Excerpt from a dataset
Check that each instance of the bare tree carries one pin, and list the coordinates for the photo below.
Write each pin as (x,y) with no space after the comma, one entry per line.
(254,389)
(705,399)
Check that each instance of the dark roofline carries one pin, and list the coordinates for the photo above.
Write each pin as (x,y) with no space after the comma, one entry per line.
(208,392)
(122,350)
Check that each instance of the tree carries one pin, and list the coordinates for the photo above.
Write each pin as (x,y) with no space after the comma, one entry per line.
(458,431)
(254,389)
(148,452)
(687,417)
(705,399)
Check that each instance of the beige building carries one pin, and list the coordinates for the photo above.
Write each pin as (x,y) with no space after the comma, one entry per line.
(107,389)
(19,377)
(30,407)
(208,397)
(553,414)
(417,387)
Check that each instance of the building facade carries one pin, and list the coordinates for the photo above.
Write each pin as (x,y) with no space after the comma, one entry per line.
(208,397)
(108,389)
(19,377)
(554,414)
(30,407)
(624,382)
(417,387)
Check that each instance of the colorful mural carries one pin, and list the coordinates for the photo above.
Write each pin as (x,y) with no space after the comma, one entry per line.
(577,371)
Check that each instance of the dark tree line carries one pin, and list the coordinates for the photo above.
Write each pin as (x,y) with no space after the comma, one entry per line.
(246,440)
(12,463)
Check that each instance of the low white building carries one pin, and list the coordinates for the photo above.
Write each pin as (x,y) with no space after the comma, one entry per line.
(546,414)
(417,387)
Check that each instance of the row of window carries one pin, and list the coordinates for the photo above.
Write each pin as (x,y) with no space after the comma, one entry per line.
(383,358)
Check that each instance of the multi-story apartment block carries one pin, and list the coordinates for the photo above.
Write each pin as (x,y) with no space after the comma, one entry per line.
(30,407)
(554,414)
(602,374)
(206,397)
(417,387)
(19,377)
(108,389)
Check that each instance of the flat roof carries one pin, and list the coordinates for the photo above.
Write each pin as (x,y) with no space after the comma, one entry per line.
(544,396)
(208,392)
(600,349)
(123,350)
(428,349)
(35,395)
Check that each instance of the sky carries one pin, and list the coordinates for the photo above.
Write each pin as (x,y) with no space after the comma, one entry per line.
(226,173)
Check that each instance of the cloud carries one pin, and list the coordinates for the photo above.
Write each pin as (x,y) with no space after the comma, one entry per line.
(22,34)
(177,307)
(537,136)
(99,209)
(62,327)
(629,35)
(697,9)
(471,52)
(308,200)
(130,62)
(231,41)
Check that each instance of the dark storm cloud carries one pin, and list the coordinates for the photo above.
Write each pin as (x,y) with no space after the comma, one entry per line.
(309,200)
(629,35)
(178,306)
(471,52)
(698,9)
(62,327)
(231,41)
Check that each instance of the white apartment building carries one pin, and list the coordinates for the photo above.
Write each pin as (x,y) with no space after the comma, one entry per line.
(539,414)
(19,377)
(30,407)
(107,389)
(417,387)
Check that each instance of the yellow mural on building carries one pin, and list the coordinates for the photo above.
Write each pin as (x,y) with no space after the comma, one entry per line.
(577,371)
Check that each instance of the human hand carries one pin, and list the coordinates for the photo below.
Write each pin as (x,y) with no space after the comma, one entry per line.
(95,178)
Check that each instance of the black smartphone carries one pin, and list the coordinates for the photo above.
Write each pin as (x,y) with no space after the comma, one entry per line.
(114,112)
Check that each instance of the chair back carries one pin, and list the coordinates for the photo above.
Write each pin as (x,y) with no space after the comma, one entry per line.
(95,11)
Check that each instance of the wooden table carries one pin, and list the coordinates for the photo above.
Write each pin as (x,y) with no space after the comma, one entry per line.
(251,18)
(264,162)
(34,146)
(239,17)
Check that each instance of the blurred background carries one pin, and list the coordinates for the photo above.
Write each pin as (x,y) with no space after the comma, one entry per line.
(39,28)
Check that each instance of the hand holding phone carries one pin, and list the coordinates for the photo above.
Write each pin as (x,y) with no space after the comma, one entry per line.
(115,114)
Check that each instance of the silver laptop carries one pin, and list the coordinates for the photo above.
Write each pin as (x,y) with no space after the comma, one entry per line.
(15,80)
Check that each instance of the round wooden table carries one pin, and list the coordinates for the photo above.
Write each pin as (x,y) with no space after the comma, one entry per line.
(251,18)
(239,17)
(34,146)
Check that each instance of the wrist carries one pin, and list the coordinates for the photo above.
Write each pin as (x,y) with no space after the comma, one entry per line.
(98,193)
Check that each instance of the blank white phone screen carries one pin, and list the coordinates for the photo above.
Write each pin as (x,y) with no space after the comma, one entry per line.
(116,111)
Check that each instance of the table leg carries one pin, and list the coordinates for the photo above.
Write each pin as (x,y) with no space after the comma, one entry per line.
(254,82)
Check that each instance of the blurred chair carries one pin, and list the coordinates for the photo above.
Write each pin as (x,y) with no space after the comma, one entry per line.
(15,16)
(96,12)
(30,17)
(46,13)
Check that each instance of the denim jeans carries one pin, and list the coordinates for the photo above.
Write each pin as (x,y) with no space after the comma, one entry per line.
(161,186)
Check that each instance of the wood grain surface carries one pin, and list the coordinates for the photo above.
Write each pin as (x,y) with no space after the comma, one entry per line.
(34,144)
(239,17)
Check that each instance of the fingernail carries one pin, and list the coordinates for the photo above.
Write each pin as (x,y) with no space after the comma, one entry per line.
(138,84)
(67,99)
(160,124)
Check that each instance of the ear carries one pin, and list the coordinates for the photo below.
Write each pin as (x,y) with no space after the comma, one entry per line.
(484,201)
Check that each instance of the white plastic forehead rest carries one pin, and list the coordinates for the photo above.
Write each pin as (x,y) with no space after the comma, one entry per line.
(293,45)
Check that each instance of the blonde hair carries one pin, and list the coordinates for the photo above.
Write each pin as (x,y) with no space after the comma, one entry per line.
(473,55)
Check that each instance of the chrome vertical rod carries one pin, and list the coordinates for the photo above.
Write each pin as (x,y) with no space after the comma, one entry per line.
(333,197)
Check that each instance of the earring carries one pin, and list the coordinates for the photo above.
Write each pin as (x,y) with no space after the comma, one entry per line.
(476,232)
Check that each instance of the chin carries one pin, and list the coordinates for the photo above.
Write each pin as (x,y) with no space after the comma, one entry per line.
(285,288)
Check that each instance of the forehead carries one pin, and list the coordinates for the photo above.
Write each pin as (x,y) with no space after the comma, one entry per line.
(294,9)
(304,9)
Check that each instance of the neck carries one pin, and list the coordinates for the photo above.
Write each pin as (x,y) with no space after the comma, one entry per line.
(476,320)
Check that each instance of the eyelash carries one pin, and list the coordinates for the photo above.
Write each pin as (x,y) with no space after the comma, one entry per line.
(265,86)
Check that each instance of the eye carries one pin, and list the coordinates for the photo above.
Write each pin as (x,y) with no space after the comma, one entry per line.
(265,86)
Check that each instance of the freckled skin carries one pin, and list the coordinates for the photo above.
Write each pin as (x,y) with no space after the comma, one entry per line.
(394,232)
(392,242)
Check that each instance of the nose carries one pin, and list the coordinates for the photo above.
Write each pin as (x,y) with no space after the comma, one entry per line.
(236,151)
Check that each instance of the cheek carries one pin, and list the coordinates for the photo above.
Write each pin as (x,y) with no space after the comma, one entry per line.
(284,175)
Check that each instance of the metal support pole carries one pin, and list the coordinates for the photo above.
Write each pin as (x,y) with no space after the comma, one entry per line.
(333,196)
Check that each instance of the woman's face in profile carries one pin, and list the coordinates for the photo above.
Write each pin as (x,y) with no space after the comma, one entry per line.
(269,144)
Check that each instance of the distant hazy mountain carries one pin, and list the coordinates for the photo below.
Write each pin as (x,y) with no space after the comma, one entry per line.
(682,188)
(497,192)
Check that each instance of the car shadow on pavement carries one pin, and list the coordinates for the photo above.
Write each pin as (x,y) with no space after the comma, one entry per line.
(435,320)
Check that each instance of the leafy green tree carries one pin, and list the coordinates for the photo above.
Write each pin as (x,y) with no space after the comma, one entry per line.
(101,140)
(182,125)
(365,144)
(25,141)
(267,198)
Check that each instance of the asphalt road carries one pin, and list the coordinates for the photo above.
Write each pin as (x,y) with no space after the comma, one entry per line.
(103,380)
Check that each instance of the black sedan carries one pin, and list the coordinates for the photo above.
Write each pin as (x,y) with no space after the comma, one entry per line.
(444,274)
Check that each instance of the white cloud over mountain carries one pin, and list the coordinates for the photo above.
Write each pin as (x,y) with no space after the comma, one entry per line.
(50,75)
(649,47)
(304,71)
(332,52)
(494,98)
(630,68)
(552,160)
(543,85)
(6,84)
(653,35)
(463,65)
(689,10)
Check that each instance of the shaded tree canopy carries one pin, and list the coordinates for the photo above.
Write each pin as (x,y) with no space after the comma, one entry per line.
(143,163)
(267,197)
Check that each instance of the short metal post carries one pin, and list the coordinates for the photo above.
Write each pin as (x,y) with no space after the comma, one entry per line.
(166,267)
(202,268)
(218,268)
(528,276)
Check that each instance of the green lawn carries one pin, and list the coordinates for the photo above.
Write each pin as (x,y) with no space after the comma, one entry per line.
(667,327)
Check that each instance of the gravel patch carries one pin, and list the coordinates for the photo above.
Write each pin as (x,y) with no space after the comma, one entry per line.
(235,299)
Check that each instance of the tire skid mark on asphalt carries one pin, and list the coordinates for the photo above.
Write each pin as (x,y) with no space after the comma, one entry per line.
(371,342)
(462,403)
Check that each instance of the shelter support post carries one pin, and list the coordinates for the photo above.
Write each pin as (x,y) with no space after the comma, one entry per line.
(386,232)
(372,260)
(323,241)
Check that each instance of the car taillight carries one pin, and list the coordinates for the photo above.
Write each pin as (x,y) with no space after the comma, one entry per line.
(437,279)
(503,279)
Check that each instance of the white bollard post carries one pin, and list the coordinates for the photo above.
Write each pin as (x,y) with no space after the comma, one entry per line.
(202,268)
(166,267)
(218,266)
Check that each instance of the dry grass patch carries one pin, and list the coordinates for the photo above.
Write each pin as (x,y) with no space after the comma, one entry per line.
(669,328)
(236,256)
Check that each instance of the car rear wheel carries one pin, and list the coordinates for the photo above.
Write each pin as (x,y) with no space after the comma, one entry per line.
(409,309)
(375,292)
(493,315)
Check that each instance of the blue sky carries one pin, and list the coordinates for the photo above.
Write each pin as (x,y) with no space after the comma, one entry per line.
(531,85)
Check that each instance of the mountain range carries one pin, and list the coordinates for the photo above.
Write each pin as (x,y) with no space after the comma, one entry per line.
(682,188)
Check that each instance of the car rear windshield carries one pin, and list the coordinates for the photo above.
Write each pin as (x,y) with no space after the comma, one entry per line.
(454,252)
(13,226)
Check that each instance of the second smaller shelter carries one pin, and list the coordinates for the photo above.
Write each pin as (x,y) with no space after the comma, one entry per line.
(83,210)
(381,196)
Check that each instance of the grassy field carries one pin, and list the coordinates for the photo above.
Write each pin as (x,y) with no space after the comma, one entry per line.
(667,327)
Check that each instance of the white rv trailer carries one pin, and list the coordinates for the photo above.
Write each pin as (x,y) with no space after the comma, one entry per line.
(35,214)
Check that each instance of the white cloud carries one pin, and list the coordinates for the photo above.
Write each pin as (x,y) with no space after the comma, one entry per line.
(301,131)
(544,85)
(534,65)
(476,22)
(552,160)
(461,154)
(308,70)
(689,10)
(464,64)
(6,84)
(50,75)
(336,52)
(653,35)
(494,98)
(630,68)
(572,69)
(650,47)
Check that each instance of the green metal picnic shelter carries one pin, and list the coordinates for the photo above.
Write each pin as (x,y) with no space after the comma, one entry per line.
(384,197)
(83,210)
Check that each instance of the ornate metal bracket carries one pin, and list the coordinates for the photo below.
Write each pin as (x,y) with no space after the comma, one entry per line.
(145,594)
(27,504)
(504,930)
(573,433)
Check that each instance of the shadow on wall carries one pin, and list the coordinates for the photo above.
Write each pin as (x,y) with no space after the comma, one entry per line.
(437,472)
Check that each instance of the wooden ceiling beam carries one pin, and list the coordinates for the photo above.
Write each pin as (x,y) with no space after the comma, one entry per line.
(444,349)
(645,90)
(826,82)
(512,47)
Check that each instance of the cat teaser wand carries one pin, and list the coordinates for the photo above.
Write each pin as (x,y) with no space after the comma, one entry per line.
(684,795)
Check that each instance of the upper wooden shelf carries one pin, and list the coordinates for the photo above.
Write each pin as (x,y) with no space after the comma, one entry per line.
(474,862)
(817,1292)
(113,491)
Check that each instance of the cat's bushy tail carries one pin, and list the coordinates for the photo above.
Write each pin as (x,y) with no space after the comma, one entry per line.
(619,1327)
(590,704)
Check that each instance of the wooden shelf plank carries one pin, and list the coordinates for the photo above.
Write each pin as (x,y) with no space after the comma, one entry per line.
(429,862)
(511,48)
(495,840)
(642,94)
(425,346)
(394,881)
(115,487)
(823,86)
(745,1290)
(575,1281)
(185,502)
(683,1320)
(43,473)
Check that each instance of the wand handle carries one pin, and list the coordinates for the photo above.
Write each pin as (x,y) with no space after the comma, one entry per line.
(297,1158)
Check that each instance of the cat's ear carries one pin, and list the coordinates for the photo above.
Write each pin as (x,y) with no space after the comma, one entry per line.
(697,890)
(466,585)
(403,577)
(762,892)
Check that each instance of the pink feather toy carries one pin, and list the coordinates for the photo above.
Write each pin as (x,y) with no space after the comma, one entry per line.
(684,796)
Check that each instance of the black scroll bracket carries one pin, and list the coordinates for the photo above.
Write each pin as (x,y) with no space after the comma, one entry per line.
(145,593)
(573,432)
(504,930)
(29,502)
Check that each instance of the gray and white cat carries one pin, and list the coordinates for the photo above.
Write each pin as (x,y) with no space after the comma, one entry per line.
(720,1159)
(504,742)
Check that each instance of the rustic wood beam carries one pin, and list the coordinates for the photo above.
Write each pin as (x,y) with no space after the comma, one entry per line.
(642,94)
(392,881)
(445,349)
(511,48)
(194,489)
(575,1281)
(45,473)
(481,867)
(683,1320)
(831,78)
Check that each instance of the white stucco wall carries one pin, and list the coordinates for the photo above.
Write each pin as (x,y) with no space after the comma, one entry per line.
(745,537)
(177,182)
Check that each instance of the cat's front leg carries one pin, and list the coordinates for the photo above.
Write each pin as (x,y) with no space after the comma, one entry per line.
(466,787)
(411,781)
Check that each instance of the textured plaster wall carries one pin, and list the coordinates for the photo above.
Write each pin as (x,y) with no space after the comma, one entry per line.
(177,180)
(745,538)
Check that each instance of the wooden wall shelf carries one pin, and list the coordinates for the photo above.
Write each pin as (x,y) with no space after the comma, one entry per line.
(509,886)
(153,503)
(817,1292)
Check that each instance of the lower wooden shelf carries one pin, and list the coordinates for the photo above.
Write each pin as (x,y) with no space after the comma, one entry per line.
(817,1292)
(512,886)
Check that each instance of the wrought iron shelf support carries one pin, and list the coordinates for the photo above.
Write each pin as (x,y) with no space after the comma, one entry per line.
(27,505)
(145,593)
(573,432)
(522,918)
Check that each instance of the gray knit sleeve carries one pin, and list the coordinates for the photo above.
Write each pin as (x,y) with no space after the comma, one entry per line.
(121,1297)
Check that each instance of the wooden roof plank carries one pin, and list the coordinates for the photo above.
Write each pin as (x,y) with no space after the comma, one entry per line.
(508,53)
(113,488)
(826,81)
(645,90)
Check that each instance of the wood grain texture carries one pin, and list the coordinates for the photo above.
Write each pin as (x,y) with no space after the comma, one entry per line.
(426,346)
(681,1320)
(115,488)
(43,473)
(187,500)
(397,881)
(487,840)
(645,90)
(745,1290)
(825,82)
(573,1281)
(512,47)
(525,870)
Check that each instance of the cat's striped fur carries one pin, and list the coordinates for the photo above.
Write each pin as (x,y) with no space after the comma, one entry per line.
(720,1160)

### Instructions to follow
Write out exactly the lines starting with the one that holds "Check that each instance of the wooden roof" and running through the last line above.

### Task response
Check that each instance of the wooden roof plank carries one pin, and list the coordinates for the photo above.
Write each pin as (x,y) with no space after the comma, one entry per line.
(508,53)
(113,488)
(826,81)
(645,90)
Check that each instance of the wood grain texture carries one pin, and list the coordinates for the photo above.
Write each pin as (x,y) with no space after the comma, one entry per line.
(426,346)
(681,1320)
(115,488)
(43,473)
(187,500)
(397,881)
(487,840)
(645,90)
(745,1290)
(825,82)
(573,1281)
(512,47)
(525,870)
Check that each instance of the cat's striped fur carries one pin, and list the coordinates for the photo above.
Write each pin as (x,y) with no space after the comma, one entry per line.
(720,1160)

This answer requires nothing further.